§ Work order: Read the records and gather each line that includes "beach".

Point localization data
····················

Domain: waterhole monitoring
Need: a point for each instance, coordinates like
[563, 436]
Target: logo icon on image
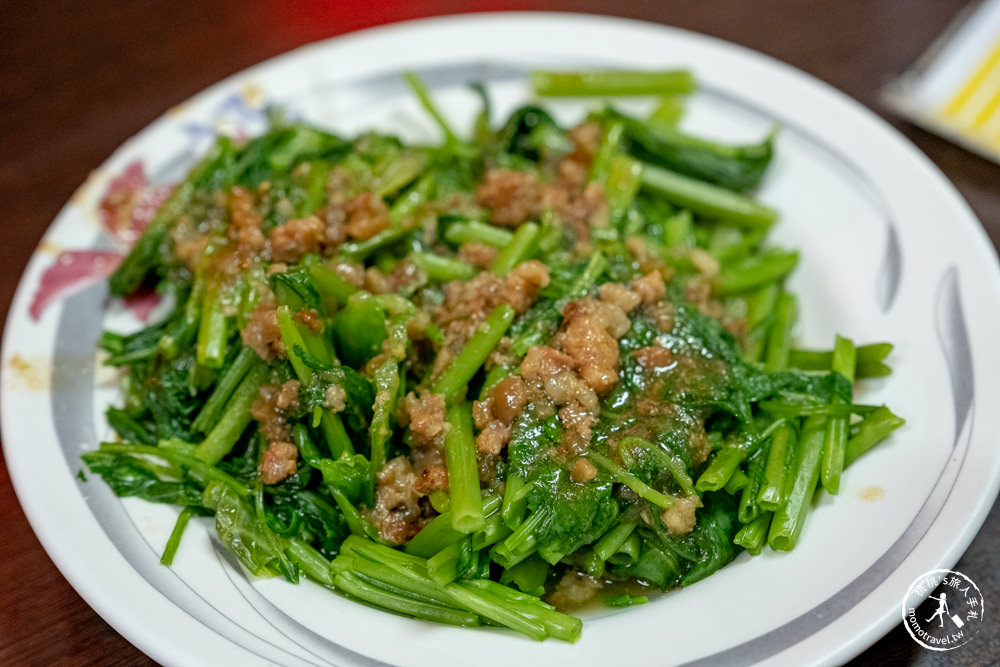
[943, 610]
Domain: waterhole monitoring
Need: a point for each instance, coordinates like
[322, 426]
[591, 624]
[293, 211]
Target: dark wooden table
[78, 78]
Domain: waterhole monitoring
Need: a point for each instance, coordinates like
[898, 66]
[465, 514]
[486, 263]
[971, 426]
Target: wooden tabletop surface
[79, 78]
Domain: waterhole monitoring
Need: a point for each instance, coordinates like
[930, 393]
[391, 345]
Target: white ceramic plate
[890, 252]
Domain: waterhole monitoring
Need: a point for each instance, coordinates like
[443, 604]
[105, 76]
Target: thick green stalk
[454, 381]
[872, 430]
[835, 442]
[779, 342]
[708, 200]
[612, 83]
[520, 248]
[474, 231]
[211, 412]
[786, 526]
[235, 419]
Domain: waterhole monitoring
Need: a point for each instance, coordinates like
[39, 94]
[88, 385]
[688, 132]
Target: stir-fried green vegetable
[454, 381]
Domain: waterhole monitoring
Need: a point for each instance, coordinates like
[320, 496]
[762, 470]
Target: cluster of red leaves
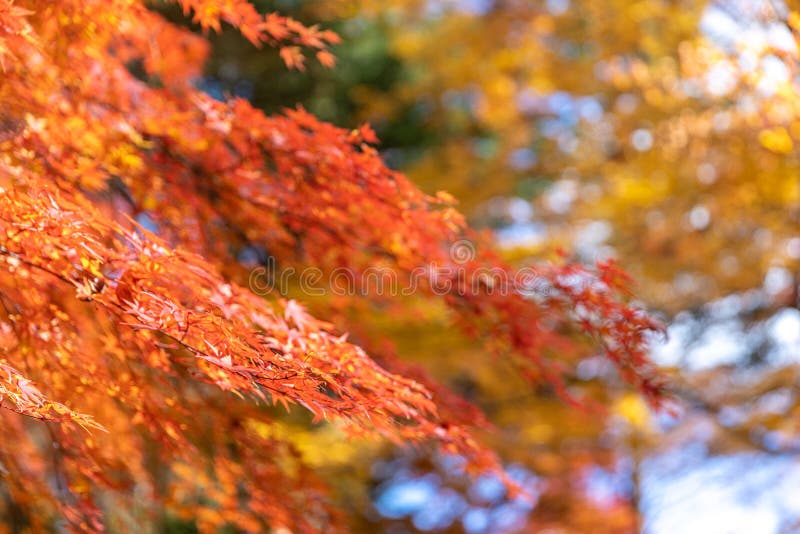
[152, 336]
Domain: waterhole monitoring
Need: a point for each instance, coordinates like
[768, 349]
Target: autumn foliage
[127, 328]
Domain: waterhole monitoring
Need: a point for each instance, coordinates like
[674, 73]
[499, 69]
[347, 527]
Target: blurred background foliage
[658, 132]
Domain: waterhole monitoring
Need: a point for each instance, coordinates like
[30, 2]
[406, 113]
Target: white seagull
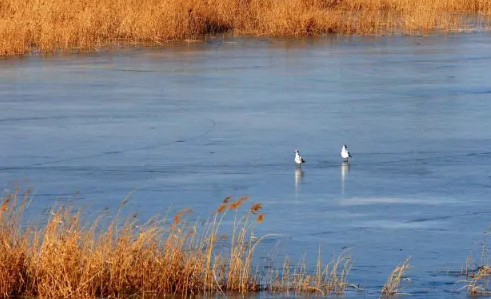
[298, 159]
[345, 153]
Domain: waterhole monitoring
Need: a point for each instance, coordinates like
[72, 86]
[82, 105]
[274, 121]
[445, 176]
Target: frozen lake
[188, 124]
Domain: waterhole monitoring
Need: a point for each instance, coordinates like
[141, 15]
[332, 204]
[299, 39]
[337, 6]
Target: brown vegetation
[49, 25]
[65, 258]
[393, 283]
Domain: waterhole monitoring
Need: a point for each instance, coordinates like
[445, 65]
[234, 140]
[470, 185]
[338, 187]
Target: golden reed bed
[50, 25]
[67, 258]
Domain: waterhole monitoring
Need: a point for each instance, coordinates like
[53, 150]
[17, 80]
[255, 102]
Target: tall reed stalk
[51, 25]
[70, 258]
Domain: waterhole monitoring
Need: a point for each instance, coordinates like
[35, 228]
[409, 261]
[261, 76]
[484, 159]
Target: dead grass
[478, 274]
[70, 258]
[50, 25]
[331, 278]
[393, 283]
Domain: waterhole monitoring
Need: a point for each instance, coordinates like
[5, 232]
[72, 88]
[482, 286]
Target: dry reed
[331, 278]
[393, 283]
[50, 25]
[66, 258]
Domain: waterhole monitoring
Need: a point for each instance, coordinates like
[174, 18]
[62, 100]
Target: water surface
[188, 124]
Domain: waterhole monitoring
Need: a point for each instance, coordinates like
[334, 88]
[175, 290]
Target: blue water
[188, 124]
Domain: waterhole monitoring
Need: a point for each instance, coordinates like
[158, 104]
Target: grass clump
[67, 257]
[325, 279]
[52, 25]
[393, 283]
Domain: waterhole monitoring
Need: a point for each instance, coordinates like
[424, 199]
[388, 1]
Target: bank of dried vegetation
[68, 258]
[51, 25]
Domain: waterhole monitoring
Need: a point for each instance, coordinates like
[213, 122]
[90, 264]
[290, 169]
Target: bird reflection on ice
[344, 174]
[298, 178]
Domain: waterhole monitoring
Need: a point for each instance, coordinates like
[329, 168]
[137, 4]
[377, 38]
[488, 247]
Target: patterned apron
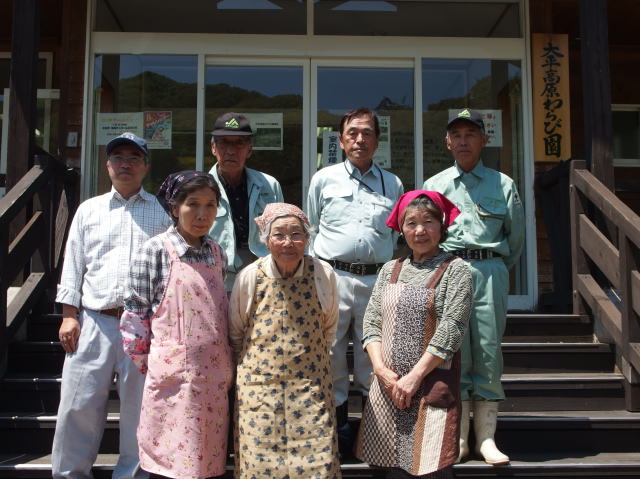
[285, 417]
[184, 416]
[423, 438]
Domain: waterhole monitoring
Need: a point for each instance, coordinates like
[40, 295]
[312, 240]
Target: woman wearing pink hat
[413, 328]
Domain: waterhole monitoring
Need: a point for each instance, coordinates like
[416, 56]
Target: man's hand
[69, 329]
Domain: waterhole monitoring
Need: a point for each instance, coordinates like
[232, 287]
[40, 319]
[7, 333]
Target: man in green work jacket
[489, 235]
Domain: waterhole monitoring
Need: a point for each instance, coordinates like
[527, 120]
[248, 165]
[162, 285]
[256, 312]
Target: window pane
[626, 134]
[153, 96]
[388, 92]
[202, 16]
[271, 97]
[417, 18]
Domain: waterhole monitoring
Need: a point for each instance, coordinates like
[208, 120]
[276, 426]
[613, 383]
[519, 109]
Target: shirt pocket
[337, 202]
[490, 218]
[380, 211]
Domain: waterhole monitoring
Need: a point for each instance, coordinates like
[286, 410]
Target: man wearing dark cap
[105, 233]
[245, 193]
[489, 235]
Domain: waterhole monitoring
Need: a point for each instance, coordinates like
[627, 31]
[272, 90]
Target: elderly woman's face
[422, 231]
[286, 241]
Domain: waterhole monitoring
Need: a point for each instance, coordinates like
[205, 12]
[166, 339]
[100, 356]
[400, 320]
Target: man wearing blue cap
[489, 235]
[105, 233]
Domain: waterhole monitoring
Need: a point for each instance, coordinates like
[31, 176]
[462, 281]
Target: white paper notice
[331, 151]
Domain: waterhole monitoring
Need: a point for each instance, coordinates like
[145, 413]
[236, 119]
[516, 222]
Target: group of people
[216, 285]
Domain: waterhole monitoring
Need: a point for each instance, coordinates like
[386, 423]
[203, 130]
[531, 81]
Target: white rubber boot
[485, 417]
[464, 430]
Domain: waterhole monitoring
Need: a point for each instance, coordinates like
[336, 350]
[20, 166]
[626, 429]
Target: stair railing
[43, 200]
[605, 242]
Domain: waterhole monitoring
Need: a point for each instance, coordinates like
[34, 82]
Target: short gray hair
[309, 231]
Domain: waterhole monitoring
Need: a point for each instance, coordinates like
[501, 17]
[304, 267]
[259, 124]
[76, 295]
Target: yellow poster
[551, 103]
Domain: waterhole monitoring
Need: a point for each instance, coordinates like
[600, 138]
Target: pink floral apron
[184, 417]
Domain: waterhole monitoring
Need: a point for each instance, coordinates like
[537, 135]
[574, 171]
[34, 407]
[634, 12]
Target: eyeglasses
[226, 144]
[129, 160]
[295, 237]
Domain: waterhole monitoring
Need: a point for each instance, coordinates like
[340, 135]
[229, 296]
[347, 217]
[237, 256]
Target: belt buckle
[356, 268]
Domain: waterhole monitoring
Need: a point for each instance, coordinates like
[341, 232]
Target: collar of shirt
[272, 269]
[479, 170]
[182, 247]
[373, 169]
[142, 194]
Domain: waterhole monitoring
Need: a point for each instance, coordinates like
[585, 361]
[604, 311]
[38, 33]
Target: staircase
[564, 415]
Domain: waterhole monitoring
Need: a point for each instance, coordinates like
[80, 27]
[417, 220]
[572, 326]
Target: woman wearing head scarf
[283, 314]
[413, 328]
[175, 329]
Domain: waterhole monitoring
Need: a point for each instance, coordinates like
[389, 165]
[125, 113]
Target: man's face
[231, 152]
[127, 168]
[358, 140]
[465, 141]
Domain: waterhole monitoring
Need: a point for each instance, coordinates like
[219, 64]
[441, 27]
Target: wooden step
[587, 432]
[524, 392]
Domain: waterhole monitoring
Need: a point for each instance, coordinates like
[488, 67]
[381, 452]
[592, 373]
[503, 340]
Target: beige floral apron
[285, 417]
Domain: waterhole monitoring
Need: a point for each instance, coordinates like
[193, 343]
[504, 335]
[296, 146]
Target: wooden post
[25, 40]
[579, 264]
[596, 90]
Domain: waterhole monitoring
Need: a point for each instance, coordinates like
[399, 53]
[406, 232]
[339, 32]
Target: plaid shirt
[149, 272]
[105, 234]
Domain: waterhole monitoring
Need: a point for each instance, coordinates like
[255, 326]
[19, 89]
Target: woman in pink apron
[175, 329]
[413, 328]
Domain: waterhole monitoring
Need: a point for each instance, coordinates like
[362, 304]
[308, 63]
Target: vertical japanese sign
[551, 106]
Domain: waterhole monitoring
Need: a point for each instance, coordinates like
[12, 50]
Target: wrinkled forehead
[126, 150]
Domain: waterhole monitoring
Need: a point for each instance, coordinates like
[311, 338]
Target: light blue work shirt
[491, 213]
[351, 217]
[262, 189]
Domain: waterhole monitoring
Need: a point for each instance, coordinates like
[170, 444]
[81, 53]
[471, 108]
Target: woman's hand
[404, 389]
[387, 379]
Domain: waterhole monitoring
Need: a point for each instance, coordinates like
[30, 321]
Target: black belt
[360, 269]
[474, 253]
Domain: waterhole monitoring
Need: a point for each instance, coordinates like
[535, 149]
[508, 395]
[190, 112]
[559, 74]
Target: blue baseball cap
[128, 139]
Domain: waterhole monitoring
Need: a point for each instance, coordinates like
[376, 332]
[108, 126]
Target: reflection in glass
[405, 18]
[203, 16]
[271, 97]
[388, 92]
[158, 94]
[494, 86]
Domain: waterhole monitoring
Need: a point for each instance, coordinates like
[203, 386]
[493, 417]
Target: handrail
[44, 200]
[614, 256]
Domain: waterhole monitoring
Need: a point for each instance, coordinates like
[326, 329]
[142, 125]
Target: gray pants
[87, 376]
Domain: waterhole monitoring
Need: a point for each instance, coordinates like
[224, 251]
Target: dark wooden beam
[596, 90]
[25, 40]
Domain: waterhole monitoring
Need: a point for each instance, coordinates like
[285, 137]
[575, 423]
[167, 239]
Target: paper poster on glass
[382, 156]
[157, 129]
[267, 130]
[110, 125]
[492, 125]
[331, 151]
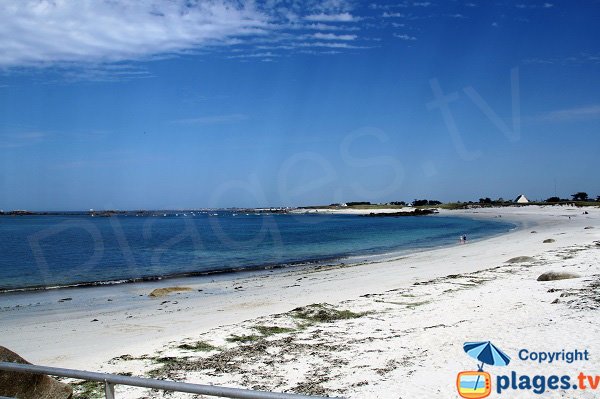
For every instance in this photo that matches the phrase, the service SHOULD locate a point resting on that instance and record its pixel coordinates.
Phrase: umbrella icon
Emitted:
(486, 353)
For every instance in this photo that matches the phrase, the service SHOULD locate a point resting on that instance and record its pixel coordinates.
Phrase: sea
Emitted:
(52, 251)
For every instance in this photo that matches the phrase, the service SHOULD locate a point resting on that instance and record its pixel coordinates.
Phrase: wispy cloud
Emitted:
(331, 36)
(213, 119)
(16, 140)
(41, 32)
(341, 17)
(104, 40)
(573, 60)
(392, 15)
(534, 6)
(405, 37)
(570, 114)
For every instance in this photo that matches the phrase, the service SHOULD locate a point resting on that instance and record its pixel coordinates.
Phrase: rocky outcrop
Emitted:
(29, 386)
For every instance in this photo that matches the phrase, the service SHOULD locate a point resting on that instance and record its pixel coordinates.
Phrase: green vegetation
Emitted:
(88, 390)
(199, 346)
(323, 313)
(272, 330)
(244, 338)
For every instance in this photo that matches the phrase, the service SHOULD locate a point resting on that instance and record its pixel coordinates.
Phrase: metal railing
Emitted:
(110, 380)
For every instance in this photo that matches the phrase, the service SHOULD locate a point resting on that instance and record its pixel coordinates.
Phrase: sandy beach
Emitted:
(390, 329)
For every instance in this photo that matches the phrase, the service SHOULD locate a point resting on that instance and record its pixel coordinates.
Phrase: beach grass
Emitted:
(199, 346)
(88, 390)
(244, 338)
(323, 313)
(272, 330)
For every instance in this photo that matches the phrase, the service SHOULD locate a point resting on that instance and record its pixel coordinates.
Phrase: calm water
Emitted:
(50, 251)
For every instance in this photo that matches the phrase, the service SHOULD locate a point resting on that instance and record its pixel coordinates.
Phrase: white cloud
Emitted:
(328, 44)
(16, 140)
(392, 15)
(571, 114)
(405, 37)
(213, 119)
(534, 6)
(341, 17)
(42, 32)
(331, 36)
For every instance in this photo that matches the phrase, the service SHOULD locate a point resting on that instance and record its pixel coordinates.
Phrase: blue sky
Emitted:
(184, 104)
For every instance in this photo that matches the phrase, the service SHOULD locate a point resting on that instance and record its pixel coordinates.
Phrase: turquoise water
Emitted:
(52, 251)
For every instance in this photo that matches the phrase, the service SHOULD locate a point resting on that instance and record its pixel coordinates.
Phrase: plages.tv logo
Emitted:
(478, 384)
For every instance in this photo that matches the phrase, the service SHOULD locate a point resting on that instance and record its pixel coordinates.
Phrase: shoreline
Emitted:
(350, 259)
(66, 335)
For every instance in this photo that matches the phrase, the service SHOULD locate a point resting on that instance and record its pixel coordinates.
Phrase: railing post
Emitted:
(109, 390)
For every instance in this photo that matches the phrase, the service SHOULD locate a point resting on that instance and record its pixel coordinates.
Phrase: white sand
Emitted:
(409, 345)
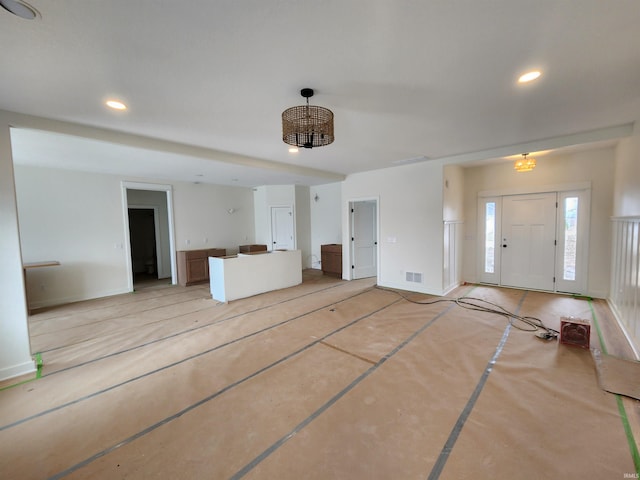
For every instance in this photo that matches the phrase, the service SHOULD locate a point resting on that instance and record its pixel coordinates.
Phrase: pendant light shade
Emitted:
(307, 125)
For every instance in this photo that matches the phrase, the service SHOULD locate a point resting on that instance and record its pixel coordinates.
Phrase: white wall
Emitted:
(77, 218)
(410, 203)
(326, 220)
(202, 218)
(453, 217)
(303, 224)
(15, 351)
(627, 176)
(453, 194)
(625, 277)
(595, 166)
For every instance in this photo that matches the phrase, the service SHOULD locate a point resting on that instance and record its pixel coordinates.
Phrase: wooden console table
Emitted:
(193, 265)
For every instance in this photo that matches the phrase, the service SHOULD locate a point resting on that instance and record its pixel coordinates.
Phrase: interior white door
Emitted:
(364, 239)
(282, 228)
(528, 241)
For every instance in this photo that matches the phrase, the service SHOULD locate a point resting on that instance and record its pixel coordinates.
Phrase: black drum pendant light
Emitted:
(307, 125)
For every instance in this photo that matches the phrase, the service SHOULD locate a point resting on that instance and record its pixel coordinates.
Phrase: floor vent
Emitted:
(414, 277)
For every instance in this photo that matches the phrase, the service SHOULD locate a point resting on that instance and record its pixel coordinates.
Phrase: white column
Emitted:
(15, 354)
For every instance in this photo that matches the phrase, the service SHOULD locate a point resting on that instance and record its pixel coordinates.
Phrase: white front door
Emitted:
(282, 228)
(364, 239)
(528, 241)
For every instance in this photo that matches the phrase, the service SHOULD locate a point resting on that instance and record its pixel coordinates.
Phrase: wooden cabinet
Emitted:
(331, 259)
(193, 265)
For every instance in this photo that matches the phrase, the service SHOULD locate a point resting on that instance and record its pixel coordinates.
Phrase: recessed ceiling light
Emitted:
(19, 8)
(115, 104)
(529, 76)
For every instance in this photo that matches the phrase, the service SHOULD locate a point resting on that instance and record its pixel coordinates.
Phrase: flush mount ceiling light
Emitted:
(115, 104)
(525, 164)
(307, 125)
(529, 76)
(19, 8)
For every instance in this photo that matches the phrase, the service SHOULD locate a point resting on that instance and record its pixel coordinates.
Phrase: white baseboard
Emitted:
(623, 327)
(52, 302)
(17, 370)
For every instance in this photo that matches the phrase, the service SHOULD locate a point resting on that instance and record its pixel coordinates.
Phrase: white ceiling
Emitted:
(404, 78)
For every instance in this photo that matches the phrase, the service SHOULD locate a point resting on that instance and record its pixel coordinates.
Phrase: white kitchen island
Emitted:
(244, 275)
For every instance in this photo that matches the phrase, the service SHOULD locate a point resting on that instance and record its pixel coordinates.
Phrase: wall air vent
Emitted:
(414, 277)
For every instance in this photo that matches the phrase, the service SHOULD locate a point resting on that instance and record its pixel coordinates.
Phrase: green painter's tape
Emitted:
(623, 413)
(38, 359)
(39, 363)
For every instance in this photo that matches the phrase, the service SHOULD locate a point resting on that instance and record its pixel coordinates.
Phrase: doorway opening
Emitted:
(144, 237)
(149, 235)
(283, 228)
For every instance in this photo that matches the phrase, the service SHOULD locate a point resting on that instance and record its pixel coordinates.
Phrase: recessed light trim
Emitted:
(529, 76)
(115, 104)
(20, 9)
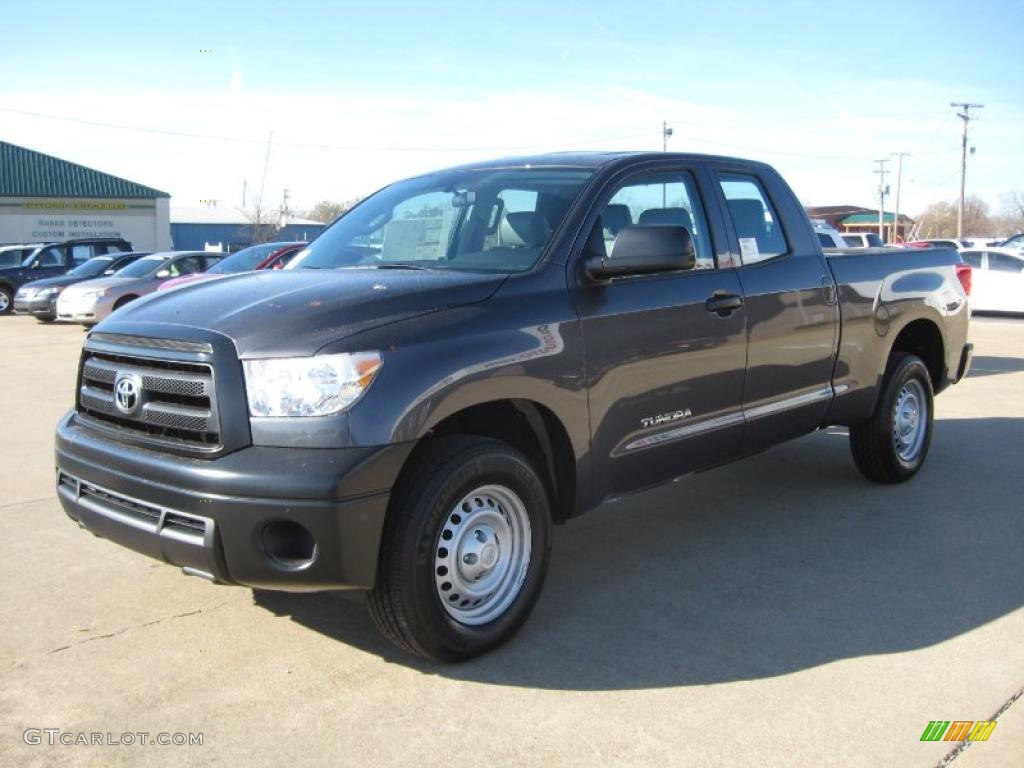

····················

§ Answer to this task:
Phrase: sandy beach
Phrase: beach grass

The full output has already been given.